WRITTEN PROBLEM. Reproduce the full listing that appears beneath this instruction exactly.

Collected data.
* * * * * * * * *

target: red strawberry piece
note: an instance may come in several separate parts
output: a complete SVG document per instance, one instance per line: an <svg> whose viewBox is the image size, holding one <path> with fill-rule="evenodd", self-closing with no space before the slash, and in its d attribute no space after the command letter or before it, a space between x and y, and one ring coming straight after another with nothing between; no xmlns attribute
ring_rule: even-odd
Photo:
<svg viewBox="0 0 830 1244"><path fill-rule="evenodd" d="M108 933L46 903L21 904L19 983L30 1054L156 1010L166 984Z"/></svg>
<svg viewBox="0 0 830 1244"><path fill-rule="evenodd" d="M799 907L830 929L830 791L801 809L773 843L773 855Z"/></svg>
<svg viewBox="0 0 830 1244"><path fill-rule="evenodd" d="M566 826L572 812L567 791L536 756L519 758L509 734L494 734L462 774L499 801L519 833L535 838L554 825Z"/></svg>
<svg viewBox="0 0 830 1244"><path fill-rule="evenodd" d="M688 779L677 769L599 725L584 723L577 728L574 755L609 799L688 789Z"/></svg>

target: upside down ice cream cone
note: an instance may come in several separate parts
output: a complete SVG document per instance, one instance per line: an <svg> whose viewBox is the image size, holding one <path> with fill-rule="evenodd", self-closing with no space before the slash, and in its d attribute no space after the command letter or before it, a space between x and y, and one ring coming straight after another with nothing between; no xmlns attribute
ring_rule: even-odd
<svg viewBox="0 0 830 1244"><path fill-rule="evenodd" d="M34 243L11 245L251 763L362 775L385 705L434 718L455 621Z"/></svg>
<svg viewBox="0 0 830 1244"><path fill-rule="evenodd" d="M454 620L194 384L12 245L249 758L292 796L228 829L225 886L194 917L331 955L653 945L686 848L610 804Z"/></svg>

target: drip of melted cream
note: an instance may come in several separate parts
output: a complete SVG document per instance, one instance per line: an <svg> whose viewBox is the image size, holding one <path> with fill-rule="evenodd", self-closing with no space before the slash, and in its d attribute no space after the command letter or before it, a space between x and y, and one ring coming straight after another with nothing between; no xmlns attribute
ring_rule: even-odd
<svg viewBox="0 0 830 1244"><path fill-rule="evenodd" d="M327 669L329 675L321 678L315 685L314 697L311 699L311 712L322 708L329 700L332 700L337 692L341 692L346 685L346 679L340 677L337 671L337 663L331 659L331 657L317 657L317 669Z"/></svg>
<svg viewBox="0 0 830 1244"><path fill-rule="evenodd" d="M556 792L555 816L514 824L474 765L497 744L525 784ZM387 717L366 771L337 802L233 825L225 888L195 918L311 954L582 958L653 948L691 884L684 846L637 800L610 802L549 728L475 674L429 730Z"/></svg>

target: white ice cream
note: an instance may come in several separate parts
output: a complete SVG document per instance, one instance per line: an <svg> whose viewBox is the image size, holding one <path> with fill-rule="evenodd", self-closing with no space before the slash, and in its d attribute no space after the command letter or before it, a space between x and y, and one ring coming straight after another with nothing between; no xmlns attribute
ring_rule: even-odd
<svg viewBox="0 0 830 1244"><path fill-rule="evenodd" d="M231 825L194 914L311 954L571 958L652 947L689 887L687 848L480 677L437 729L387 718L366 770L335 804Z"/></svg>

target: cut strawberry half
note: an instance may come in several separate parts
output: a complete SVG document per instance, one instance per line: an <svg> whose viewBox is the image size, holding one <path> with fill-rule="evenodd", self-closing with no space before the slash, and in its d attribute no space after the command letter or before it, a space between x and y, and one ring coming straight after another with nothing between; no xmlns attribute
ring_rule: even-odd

* * * * * * * * *

TASK RESPONSE.
target: red strawberry piece
note: an instance may come in several separate parts
output: a complete SVG document per instance, one instance per line: an <svg> whose viewBox is the image size, holding one <path> with fill-rule="evenodd", self-closing with no space before the slash, and in its d attribute no space after the command letter or before it, a space between x and y, and one ring coming straight after another with nothing between; no xmlns attribute
ring_rule: even-odd
Photo:
<svg viewBox="0 0 830 1244"><path fill-rule="evenodd" d="M108 933L46 903L21 904L19 983L30 1054L156 1010L166 984Z"/></svg>
<svg viewBox="0 0 830 1244"><path fill-rule="evenodd" d="M799 907L830 929L830 791L801 809L773 843L773 855Z"/></svg>
<svg viewBox="0 0 830 1244"><path fill-rule="evenodd" d="M566 826L572 812L567 791L536 756L519 758L509 734L494 734L462 774L499 801L519 833L535 838L554 825Z"/></svg>
<svg viewBox="0 0 830 1244"><path fill-rule="evenodd" d="M688 779L677 769L599 725L584 723L577 728L574 755L609 799L688 789Z"/></svg>

target: upside down ice cream cone
note: an instance may come in several separate parts
output: a complete SVG document per instance, one instance per line: an <svg> whose viewBox is the image size, holding one <path> with fill-rule="evenodd", self-closing with no space before the slash, and in its d attribute no space after the command letter or before it, a space between x and y, and one ring coming straight after another with nothing between; no xmlns attribute
ring_rule: even-odd
<svg viewBox="0 0 830 1244"><path fill-rule="evenodd" d="M34 243L11 245L251 763L362 775L385 705L434 718L455 621Z"/></svg>
<svg viewBox="0 0 830 1244"><path fill-rule="evenodd" d="M454 620L194 384L12 245L249 758L292 796L228 829L225 886L194 917L331 955L653 945L686 848L610 804Z"/></svg>

target: drip of melted cream
note: an instance may come in several separate parts
output: a complete SVG document per instance, one instance per line: an <svg> whose viewBox is the image size, holding one <path> with fill-rule="evenodd", self-closing with no space before the slash, and in its d attribute no space after the command letter or before it, a space between x and y, and one ring coming straight after another with nothing between; no xmlns attribute
ring_rule: even-odd
<svg viewBox="0 0 830 1244"><path fill-rule="evenodd" d="M327 669L329 675L321 678L315 685L314 697L311 699L311 712L322 708L329 700L332 700L337 692L341 692L346 685L346 679L340 677L337 671L337 663L331 659L331 657L317 657L317 669Z"/></svg>
<svg viewBox="0 0 830 1244"><path fill-rule="evenodd" d="M556 792L555 816L514 824L474 765L497 744L525 784ZM387 717L366 771L337 802L233 825L225 888L195 918L311 954L582 958L653 948L691 884L684 846L637 800L610 802L549 728L475 674L429 730Z"/></svg>

target: white ice cream
note: an instance may come in several separate parts
output: a complete SVG document per instance, one instance per line: an <svg> whose viewBox is the image size, holding one <path> with fill-rule="evenodd", self-closing with no space before the slash, and in its d attribute no space after the command letter or before it, a space between x and y, and one ring coming straight after another with nothing between; no xmlns attribute
ring_rule: even-odd
<svg viewBox="0 0 830 1244"><path fill-rule="evenodd" d="M231 825L194 914L311 954L571 958L652 947L689 887L687 848L480 677L437 729L387 718L366 770L335 804Z"/></svg>

target: cut strawberry half
note: an instance may come in several separate parts
output: a complete SVG document per instance, one instance per line: an <svg> whose viewBox is the image size, holding one <path> with fill-rule="evenodd", self-closing with no space before the slash, and in its d attribute no space after the command letter or before it, a space between x and y, and one ring coming straight after another with nothing between; no xmlns attribute
ring_rule: even-odd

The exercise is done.